Housing

Nonhuman primates in captivity have been maintained in varied housing conditions. Animals have been housed for many years in research facilities in individual cages that can be easily sanitized and placed in climate-controlled rooms. Indoor-outdoor runs have been used as primary housing, usually with the indoor portion engineered to protect the animals from environmental extremes (NRC 1996). Heavy-wire units originally built to store corn and often referred to as corn cribs and corrals with areas of 0.1–3.0 hectares (0.2–7.4 acres) have been used as outdoor housing. Some corrals contain structures to protect the animals from the elements; others are connected to structures that provide shelter and are used to capture the animals. Nonhuman primates have also been maintained on islands, some with areas of over 175 hectares (430 acres). Each form of housing has advantages and disadvantages.

The acceptable temperature range for primates adapted to the outdoors varies greatly. Some species, such as savanna baboons, when properly acclimated can tolerate temperatures from near freezing to over 39°C (102.2°F), whereas other species, such as pygmy marmosets, can survive only in relatively narrow temperature ranges. Regardless, primates housed outdoors should be protected from environmental extremes in ways that are appropriate to their species, age, disease status, and acclimatization. Indoor-housing temperature fluctuations should be kept within the range of 18–29°C (64–84°F) (NRC 1996; see Chapters 59 for species-specific information).

• [Supplied material]:
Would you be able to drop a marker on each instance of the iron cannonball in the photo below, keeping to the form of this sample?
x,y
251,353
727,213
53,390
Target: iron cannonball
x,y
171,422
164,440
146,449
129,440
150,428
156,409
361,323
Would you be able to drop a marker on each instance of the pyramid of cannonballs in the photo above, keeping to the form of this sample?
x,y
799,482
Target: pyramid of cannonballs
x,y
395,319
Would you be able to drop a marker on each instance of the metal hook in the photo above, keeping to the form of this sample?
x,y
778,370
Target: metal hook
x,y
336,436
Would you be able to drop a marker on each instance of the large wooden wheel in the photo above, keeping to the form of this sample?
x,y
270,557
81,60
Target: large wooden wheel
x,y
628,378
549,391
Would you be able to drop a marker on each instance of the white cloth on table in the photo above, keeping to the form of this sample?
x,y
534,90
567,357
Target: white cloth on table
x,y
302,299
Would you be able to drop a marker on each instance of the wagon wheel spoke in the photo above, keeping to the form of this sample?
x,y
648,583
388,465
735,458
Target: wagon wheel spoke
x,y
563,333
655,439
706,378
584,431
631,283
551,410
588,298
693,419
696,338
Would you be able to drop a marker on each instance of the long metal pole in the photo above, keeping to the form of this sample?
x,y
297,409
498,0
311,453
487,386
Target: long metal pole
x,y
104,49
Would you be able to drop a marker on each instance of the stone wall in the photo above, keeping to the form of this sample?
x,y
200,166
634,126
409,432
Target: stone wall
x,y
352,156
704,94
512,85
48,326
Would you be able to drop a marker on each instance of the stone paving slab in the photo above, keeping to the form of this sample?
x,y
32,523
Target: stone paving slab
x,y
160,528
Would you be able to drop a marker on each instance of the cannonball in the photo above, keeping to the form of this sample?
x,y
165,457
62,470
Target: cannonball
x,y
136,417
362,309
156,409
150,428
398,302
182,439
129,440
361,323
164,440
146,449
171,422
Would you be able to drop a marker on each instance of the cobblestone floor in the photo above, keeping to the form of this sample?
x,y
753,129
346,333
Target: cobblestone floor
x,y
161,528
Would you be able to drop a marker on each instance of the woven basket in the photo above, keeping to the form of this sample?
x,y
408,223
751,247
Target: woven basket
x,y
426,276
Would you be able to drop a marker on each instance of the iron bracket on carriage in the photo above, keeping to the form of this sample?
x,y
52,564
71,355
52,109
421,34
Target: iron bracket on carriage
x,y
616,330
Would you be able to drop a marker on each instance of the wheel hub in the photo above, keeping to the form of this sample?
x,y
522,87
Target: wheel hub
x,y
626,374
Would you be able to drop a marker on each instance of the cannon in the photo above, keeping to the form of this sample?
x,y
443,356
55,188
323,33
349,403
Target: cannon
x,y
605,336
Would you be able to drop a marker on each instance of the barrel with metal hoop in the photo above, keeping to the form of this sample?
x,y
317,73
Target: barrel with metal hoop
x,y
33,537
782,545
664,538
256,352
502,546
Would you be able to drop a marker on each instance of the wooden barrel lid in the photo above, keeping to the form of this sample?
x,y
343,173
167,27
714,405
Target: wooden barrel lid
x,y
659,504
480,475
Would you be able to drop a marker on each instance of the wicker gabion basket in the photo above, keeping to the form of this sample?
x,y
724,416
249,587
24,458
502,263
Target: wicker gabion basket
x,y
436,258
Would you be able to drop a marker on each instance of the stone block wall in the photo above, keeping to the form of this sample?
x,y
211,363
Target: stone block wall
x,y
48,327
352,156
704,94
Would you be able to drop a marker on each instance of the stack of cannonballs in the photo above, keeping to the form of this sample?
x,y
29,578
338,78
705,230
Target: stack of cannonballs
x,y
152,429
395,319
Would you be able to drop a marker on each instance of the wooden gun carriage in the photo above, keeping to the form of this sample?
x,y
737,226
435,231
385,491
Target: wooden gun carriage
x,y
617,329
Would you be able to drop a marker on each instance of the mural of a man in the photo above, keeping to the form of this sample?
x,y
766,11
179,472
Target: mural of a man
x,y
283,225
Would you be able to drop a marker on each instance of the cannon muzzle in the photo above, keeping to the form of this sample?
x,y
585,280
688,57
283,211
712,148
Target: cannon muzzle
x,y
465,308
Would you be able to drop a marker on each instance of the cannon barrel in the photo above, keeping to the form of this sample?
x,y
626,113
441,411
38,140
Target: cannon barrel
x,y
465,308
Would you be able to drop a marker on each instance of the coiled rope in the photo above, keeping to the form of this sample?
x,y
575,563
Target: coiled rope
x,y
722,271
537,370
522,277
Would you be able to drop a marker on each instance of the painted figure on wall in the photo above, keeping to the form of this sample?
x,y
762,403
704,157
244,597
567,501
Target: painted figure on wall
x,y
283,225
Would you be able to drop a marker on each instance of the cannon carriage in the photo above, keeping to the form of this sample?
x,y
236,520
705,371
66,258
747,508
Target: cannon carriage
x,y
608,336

• [Work to be completed]:
Pick up the passage on housing for captive nonhuman primates and continue it after its last sentence. None of the material is needed for what is asked here.

• [Reply to the task]:
Efforts to provide cage size recommendations according to animal size have been frustrated by the enormous diversity of nonhuman primate lifestyles and locomotor activities. No single factor, such as body weight or size, is sufficient to specify cage designs for captive primates. A matrix of factors should be considered, including species-typical behavior, postures, locomotor activity, age of the animals, required duration of caging, and number and sex of animals to be housed in each cage. However, housing should allow the animals to exist in a state of physical and psychological well-being.

Cages should be designed to permit normal postures and locomotor activity. When not stressful (e.g., with breeding pairs of marmosets), walls should be as open as possible—e.g., consisting of mesh, glass or clear plastic, or bars—because the ability to monitor their environment visually is very important to some primates. A nest box or shelter with opaque walls will allow an animal to "hide" when it wants to be out of direct view. Cage design should minimize discomfort and risk of injury to the animals. For example, some species have anatomical features, such as long tails, that might require a taller cage than other species of the same body weight. An animal maintained for an extended period might require a larger cage so that it can partake of its normal locomotor activity. Smaller quarters might be justified case by case for quarantine, veterinary, or experimental requirements.